Saturday, December 14, 2013

Experiences with code development

It all began for me when colleagues in the first company I worked in had a nickname for me - something like "internet guy". I kind of liked that mold so I decided to try it out

I did have a mold for myself before that - that of a systems developer transcending the bounds between software and hardware. The world decides, however, what it wants of you ..

So from the days of the dot com bubble and burst the dream as always been this - convert idea to code, get the money flowing, then ditch your boss and so on

The need for continuity, fear of the unknown, perceived lack of knowledge, confidence, even social taboo etc. The things responsible for me continuing in "meter down" mode, giving rides to entrepreneurs in my rickshaw, never myself going anywhere specific but putting food on my table (even if the table were already full)

However, just like life sprouts in the most surprising of places, so too does ingenuity and entrepreneurship. "Necessity" may be the mother of invention, but is there any such thing in the universe as Man without a Necessity?And so I began taking small baby steps into making entrepreneurial software that solved imagined problems.

There was the time when I worked on "jailbreaking" membership-based web-sites, enabling people to exchange profile ID's etc. I don't know where that code-base is, however, but did not miss it much as it was not a work of great genius

Then I imagined a problem -- of keeping cinemas on housefull, so a polling application to find people to fill the seats, based on demand trends. Why can we not screen older movies if that's what enough people want?

Then a comprehensive plan based on how I felt a good job-site should work. Wanted to push this thru a manager but with Zero success

However, it would be inaccurate to say that "nothing" came out of these half-arsed efforts. Some lessons I found worth noting are:
- Get your plan down pat. Build from the ground-up and mechanize the process
- Technologies like the various Server-side scripting engines and their similarity with C/C++
- natural-born resentment for frameworks (it began with VC++/MFC and continued into Java)

Before you become totally dismissive and stop reading let me say that views always evolve, and the above are VERY old views ... so dont leave just yet!

All these ventures had these in common
- It was exhausting, but a comprehensive database plan was do-able. Partly also because I was eager to apply what had been imparted to me the best (hint: it was NOT entrepreneurship, project management, innovation, or business models, or anything else that help in making a viable business plan)

• • • • • • •

▸ Exercise tasks
a - In the blog post on code development, what nickname did colleagues at the writer's first company use?
b - Reproduce the blog post on code development word for word, from "Then I imagined" up to and including "continued into Java)".
The material after this is separate from the blog post on code development.

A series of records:
• • • • • • •

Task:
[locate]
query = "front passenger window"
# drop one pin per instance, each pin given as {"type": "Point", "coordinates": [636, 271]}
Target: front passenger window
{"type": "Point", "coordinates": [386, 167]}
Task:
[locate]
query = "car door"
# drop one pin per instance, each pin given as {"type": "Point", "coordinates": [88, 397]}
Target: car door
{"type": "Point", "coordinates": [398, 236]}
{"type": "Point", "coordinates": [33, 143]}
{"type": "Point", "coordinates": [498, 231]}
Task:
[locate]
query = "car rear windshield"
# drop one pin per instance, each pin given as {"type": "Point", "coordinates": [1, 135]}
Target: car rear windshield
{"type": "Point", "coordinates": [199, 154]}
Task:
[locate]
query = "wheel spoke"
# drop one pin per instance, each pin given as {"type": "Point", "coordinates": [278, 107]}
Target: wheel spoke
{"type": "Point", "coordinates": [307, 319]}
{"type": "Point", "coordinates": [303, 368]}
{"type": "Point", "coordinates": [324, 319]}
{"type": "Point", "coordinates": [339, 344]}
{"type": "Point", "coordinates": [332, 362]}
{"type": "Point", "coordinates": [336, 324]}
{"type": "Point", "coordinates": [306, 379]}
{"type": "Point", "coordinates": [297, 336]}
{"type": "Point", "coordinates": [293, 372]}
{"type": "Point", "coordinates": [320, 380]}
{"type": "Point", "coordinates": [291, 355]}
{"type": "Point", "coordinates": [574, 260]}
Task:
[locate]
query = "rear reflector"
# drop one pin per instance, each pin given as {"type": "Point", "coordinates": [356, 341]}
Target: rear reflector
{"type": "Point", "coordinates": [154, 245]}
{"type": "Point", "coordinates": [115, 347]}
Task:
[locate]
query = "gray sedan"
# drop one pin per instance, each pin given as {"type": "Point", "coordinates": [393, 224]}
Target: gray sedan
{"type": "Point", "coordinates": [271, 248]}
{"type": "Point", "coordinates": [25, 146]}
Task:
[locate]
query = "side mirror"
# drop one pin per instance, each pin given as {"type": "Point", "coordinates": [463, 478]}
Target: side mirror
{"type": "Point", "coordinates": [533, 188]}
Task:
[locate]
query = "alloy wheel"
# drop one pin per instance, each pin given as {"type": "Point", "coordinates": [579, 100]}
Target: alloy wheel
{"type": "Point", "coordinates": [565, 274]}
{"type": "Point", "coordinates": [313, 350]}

• • • • • • •

▸ Answer list
a - Something like "internet guy".

b -
Then I imagined a problem -- of keeping cinemas on housefull, so a polling application to find people to fill the seats, based on demand trends. Why can we not screen older movies if that's what enough people want?

Then a comprehensive plan based on how I felt a good job-site should work. Wanted to push this thru a manager but with Zero success

However, it would be inaccurate to say that "nothing" came out of these half-arsed efforts. Some lessons I found worth noting are:
- Get your plan down pat. Build from the ground-up and mechanize the process
- Technologies like the various Server-side scripting engines and their similarity with C/C++
- natural-born resentment for frameworks (it began with VC++/MFC and continued into Java)